[HOW TO COMPLETE THIS TASK]: Output exactly what appears from the line containing "Target: orange backpack" to the end of the data below, and nothing more.

[Extracted data entries]:

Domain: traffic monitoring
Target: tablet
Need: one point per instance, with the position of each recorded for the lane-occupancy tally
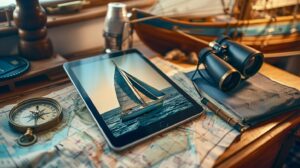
(129, 97)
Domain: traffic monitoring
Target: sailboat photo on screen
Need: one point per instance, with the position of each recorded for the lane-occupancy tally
(134, 96)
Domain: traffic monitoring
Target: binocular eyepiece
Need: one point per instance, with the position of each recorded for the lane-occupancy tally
(227, 62)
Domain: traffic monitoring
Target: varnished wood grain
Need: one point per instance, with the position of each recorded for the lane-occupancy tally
(256, 147)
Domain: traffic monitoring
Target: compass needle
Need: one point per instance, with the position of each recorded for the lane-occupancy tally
(32, 115)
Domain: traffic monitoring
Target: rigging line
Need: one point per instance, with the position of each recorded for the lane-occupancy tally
(168, 15)
(196, 9)
(178, 2)
(176, 29)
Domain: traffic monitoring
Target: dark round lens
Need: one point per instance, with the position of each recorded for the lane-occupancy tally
(231, 81)
(253, 65)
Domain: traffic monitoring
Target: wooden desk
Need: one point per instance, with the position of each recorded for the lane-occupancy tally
(256, 147)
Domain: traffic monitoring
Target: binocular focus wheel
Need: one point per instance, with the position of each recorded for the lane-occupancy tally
(230, 80)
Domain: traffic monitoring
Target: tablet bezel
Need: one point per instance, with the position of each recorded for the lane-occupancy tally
(128, 139)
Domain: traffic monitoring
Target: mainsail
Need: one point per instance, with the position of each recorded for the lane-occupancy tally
(135, 97)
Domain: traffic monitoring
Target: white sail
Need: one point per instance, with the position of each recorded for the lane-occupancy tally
(272, 4)
(202, 8)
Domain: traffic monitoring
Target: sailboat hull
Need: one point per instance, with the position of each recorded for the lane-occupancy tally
(261, 34)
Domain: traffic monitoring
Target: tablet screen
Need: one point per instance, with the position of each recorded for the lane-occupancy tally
(129, 92)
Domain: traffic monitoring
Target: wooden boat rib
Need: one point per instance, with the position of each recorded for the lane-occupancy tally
(266, 35)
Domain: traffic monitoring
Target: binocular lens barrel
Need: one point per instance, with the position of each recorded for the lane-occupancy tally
(221, 72)
(245, 59)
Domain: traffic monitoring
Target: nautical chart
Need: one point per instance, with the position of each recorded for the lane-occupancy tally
(77, 141)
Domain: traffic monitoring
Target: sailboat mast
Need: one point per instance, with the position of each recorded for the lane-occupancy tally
(130, 85)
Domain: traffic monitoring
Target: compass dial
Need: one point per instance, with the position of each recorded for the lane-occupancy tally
(38, 114)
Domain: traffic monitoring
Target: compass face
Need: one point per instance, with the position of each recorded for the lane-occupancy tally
(37, 113)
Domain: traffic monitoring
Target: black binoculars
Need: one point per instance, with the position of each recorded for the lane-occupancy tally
(228, 62)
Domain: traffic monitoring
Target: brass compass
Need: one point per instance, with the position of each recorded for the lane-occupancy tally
(34, 115)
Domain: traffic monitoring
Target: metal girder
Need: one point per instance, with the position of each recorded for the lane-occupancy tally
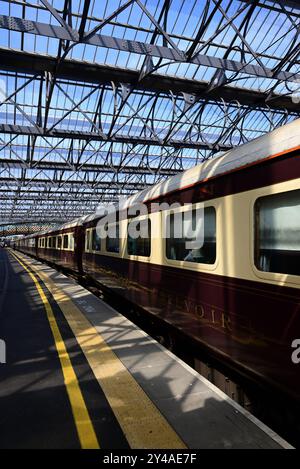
(96, 74)
(288, 3)
(136, 47)
(93, 136)
(88, 167)
(44, 183)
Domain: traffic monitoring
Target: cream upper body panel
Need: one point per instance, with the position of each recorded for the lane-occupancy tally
(234, 238)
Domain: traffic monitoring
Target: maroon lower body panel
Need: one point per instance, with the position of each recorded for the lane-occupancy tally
(249, 324)
(65, 259)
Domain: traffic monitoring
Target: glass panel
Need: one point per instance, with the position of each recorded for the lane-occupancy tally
(140, 246)
(96, 241)
(177, 248)
(277, 244)
(113, 242)
(66, 241)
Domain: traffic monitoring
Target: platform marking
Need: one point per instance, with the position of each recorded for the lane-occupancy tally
(84, 426)
(142, 423)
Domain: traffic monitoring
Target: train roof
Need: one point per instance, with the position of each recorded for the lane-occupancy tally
(280, 141)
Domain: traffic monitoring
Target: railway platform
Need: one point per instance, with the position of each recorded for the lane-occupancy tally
(78, 374)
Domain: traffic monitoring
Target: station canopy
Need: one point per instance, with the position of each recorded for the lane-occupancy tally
(100, 99)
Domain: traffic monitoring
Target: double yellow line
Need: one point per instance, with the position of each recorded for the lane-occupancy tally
(142, 423)
(84, 426)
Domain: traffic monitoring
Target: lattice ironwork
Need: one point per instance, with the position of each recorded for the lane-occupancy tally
(101, 99)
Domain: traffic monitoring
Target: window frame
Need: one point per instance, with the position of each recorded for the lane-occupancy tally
(139, 256)
(197, 266)
(272, 277)
(112, 253)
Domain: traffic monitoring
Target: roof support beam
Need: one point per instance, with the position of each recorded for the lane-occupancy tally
(93, 136)
(153, 50)
(96, 74)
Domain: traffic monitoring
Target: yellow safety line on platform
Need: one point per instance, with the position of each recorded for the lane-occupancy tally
(142, 423)
(84, 426)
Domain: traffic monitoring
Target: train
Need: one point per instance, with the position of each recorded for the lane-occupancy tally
(238, 294)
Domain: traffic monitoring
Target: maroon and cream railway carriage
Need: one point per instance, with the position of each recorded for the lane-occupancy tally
(238, 295)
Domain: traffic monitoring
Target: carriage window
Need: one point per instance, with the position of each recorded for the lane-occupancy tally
(113, 239)
(71, 241)
(66, 242)
(141, 245)
(96, 241)
(277, 243)
(87, 240)
(177, 248)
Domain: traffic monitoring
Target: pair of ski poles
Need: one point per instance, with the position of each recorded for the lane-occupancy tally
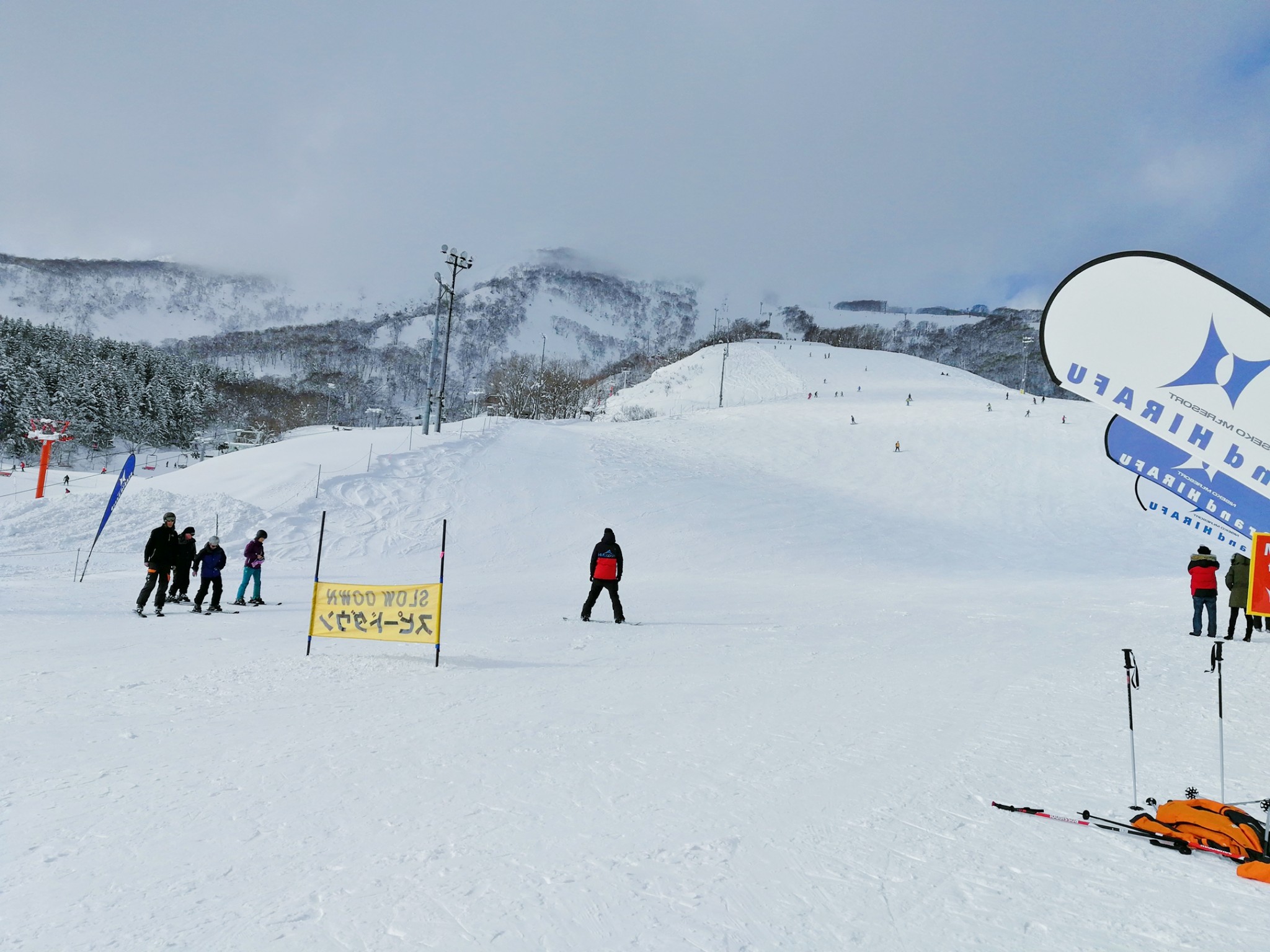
(1132, 682)
(1101, 823)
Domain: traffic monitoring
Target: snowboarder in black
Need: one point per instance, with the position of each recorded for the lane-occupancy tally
(210, 562)
(606, 571)
(161, 555)
(186, 550)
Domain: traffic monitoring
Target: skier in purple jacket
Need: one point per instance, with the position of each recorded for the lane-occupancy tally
(253, 557)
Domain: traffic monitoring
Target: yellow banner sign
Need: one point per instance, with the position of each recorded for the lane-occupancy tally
(376, 612)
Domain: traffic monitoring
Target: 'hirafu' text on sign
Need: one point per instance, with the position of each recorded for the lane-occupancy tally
(1210, 501)
(376, 612)
(1174, 350)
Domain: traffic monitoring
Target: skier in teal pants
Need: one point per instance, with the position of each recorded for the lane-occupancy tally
(254, 557)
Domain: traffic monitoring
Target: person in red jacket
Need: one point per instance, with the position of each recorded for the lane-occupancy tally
(1203, 570)
(606, 571)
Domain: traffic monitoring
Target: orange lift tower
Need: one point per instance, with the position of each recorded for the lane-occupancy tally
(48, 432)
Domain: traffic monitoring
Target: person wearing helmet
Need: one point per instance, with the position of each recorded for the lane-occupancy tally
(606, 571)
(161, 555)
(254, 558)
(187, 546)
(208, 563)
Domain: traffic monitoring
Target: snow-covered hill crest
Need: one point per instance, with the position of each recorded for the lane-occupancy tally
(149, 300)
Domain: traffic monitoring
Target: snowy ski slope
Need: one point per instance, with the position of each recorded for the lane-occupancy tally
(845, 654)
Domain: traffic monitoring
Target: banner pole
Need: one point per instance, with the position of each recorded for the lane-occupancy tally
(441, 582)
(1130, 682)
(313, 609)
(89, 557)
(1221, 721)
(1214, 664)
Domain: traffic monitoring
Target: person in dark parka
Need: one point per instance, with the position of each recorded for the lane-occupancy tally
(606, 571)
(1237, 582)
(1203, 570)
(187, 547)
(161, 555)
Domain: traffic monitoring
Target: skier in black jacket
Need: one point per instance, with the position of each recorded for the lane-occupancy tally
(187, 549)
(606, 571)
(161, 555)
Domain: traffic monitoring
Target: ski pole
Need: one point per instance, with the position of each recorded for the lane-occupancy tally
(1166, 842)
(1215, 664)
(1127, 827)
(1130, 683)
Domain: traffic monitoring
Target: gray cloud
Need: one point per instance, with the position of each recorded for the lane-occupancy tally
(920, 151)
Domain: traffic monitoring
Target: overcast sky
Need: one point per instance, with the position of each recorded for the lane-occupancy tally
(928, 152)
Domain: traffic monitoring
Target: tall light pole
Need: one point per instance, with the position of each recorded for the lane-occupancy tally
(722, 368)
(458, 262)
(432, 355)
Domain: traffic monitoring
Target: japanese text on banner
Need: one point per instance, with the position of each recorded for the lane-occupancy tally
(376, 612)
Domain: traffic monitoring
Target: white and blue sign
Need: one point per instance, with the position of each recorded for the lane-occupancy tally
(1185, 490)
(1176, 352)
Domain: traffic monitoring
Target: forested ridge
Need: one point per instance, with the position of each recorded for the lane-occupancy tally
(135, 394)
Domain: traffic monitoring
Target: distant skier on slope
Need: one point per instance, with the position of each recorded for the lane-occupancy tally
(187, 546)
(253, 558)
(161, 553)
(1203, 570)
(606, 571)
(210, 562)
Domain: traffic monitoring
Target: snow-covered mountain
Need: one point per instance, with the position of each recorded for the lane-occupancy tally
(846, 654)
(151, 301)
(573, 309)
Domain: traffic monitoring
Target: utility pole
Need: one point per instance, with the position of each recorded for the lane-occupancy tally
(722, 368)
(432, 356)
(458, 262)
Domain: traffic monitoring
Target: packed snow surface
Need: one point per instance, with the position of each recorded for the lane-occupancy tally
(843, 654)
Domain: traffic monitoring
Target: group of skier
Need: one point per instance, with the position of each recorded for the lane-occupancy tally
(172, 557)
(1203, 570)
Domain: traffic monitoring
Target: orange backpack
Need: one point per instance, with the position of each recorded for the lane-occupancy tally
(1210, 824)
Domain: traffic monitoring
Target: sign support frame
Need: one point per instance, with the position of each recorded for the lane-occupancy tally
(313, 606)
(441, 594)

[OUTPUT]:
Target: orange backpack
Need: one point per instance, with the position of each recorded for the lane-occupancy tally
(1210, 824)
Domain: traffic monitoring
Target: sign support frame
Need: one point per instance, with the position of each recorded for the lane-occupancy tally
(313, 606)
(441, 594)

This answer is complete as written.